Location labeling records
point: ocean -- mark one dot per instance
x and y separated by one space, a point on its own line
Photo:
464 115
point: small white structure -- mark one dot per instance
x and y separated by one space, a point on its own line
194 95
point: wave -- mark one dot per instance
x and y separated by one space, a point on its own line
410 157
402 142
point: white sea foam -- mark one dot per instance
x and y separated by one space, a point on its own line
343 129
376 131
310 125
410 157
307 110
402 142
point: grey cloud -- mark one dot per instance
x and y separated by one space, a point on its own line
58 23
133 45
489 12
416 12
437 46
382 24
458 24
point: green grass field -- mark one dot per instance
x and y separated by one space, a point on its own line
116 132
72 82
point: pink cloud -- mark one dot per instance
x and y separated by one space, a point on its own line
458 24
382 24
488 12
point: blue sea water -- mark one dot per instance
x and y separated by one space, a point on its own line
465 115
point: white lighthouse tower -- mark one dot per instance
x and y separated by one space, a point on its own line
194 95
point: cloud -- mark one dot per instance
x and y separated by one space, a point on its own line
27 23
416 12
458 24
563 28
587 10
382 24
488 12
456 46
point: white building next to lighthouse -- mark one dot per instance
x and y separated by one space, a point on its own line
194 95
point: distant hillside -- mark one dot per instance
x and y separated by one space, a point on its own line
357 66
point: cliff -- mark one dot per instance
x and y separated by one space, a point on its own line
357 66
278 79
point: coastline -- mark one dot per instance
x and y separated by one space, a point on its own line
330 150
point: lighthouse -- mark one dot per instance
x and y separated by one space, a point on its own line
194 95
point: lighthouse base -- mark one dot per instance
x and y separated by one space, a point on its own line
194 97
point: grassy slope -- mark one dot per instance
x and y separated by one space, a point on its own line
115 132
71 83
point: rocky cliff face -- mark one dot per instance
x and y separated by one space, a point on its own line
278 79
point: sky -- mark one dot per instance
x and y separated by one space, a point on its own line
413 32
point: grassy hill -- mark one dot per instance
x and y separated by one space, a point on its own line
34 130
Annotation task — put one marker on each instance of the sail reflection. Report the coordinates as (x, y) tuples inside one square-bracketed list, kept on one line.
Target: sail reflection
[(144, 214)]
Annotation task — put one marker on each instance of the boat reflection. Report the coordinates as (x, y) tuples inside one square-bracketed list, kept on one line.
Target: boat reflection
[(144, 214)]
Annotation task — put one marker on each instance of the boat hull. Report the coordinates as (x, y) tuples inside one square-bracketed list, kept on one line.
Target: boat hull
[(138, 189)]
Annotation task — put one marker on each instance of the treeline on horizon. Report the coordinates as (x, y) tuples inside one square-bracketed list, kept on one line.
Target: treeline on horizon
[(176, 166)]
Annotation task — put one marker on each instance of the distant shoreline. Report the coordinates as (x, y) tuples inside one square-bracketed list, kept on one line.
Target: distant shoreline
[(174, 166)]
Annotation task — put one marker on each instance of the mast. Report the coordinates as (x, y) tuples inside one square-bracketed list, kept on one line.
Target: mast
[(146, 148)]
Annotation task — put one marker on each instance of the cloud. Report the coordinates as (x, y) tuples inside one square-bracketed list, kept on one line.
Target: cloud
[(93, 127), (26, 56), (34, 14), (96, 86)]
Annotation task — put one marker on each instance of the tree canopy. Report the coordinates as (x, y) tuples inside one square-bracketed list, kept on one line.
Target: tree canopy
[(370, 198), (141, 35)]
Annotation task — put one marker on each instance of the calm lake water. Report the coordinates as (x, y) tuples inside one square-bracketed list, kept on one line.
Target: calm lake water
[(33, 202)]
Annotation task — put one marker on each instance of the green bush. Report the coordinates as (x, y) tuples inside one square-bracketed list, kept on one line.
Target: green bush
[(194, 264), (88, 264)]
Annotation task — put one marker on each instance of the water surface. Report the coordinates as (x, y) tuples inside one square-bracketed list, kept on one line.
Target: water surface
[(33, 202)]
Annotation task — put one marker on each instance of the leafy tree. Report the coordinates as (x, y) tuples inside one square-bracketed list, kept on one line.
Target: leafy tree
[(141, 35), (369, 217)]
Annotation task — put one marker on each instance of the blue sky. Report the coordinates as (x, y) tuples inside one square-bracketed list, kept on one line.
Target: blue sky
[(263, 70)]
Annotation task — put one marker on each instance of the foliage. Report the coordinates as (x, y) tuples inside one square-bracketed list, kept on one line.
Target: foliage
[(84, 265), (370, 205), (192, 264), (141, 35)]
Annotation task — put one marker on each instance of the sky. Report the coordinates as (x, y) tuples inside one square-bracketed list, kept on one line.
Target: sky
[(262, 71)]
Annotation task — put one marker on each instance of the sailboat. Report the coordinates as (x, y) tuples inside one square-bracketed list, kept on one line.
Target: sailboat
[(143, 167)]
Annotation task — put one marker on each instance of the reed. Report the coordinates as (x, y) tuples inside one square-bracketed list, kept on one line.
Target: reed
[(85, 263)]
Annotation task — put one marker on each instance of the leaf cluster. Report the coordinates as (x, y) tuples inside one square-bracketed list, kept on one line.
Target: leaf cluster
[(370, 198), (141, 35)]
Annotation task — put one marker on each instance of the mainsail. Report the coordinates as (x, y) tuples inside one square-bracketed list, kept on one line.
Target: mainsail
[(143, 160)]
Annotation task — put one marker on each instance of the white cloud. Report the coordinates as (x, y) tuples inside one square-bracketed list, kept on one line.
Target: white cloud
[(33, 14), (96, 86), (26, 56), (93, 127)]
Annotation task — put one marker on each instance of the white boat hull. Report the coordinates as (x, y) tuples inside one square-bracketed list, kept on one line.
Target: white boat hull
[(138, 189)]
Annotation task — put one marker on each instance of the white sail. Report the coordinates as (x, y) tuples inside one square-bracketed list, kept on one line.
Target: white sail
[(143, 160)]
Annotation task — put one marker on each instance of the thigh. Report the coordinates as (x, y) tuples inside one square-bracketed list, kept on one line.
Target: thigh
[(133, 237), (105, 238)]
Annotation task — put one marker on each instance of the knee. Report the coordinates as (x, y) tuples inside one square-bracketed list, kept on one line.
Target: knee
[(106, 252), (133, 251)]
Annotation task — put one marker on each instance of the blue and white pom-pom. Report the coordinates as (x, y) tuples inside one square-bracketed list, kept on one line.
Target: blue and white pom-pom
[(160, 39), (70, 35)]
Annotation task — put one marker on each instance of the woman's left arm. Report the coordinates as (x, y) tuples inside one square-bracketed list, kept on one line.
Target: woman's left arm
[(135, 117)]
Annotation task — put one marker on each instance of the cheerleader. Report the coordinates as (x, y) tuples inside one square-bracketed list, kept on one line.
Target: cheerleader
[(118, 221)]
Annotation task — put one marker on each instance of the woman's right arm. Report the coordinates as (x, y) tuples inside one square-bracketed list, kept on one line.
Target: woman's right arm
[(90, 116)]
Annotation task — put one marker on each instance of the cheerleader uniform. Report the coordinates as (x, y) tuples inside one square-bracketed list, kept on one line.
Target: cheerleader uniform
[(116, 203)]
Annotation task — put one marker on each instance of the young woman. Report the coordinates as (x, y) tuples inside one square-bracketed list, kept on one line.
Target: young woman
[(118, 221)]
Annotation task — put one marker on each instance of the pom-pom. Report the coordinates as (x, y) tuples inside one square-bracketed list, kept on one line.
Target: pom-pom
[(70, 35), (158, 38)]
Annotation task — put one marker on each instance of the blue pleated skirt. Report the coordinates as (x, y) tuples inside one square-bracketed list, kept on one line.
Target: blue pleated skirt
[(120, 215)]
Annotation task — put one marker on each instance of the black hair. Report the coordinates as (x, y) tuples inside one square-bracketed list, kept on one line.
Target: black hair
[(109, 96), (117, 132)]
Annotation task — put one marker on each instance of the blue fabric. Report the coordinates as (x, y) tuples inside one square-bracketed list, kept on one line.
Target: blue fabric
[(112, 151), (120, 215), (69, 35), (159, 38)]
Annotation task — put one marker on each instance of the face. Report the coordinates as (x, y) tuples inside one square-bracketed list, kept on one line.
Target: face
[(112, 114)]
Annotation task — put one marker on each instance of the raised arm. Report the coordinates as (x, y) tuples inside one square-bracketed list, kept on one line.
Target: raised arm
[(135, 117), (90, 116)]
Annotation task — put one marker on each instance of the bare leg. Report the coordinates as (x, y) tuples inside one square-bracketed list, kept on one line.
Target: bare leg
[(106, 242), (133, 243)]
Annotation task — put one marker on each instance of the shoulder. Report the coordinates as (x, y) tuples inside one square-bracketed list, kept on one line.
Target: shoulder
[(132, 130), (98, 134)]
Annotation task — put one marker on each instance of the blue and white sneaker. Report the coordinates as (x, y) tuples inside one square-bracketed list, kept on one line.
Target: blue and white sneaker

* _Goal_
Starting at the line containing "the blue pleated" and ending at the line containing "[(112, 151), (120, 215), (69, 35), (159, 38)]", give those lines of the material again, requests included, with every point coordinate in the answers scaled by 1.05 and rounded to whole numbers, halves up. Return only those lines.

* _Expected output_
Annotation task — put one marker on each instance of the blue pleated skirt. Report the coordinates as (x, y) tuples inside one square-bracketed list, kept on one line.
Target: blue pleated skirt
[(126, 226)]
Annotation task — put one marker on each instance of the black hair. Report the coordinates as (x, y) tuples inside one square-bracketed list, kept on one line.
Target: black hair
[(114, 101), (123, 139)]
Annotation task — put one marker on each instance of the blue fabric. Report the coordinates as (x, y) tuples inside one square-bracketed list, kept on one line.
Target: blue fabric
[(118, 159), (126, 226), (72, 37), (167, 40)]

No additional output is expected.